Starting from the line in which "<point>75,13</point>" appears, output every line down to the last line of the data below, exactly and without anything more.

Stored entries
________________________

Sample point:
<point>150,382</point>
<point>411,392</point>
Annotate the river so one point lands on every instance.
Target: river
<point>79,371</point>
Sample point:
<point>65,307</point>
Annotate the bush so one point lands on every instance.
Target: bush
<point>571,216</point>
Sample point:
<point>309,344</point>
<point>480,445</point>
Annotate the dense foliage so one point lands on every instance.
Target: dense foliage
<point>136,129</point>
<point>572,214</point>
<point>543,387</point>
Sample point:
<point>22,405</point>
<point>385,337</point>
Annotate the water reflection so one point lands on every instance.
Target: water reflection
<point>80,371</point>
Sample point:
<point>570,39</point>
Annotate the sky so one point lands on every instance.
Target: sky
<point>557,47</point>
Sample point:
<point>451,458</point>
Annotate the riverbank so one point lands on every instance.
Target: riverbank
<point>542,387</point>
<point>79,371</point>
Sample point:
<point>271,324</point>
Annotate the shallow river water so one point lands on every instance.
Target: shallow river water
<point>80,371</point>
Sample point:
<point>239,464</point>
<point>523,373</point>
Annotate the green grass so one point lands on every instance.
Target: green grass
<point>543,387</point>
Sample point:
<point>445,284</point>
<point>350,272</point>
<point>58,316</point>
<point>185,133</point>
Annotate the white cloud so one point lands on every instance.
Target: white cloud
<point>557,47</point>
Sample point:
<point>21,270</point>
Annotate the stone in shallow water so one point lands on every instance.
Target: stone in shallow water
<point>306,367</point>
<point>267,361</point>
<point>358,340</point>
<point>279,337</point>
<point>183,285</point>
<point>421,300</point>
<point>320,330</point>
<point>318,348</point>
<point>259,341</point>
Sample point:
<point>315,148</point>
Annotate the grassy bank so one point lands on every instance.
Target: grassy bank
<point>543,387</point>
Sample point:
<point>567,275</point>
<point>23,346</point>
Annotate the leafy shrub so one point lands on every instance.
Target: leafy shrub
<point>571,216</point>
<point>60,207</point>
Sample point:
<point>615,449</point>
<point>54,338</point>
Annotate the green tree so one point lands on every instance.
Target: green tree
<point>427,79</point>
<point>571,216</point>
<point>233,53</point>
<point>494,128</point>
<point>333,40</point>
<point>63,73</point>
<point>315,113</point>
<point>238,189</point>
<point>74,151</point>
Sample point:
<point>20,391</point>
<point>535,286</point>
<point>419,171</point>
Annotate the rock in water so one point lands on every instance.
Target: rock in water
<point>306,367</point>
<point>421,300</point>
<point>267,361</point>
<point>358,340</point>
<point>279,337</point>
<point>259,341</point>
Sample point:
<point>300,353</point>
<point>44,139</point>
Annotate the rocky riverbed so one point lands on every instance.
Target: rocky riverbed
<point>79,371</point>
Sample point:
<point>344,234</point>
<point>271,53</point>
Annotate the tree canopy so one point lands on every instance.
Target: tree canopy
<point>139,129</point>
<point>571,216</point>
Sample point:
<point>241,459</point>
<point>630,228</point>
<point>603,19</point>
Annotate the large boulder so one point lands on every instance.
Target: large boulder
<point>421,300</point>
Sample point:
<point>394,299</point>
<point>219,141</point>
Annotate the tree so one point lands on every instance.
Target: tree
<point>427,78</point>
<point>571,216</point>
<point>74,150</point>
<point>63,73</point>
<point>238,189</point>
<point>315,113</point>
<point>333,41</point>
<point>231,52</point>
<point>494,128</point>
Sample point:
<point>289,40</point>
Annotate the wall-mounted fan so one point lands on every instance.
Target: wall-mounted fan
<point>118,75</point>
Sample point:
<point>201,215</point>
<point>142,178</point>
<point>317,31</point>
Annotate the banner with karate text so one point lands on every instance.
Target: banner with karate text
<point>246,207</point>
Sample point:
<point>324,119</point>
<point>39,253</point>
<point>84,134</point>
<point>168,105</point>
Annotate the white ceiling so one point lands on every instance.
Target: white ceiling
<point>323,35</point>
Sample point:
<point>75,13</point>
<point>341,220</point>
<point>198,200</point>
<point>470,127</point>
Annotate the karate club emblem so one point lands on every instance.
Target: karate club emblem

________________________

◆ **RESULT OF THIS EXERCISE**
<point>75,13</point>
<point>341,220</point>
<point>198,200</point>
<point>470,127</point>
Annotate the karate club emblem so one point lands on every instance.
Target: karate club emblem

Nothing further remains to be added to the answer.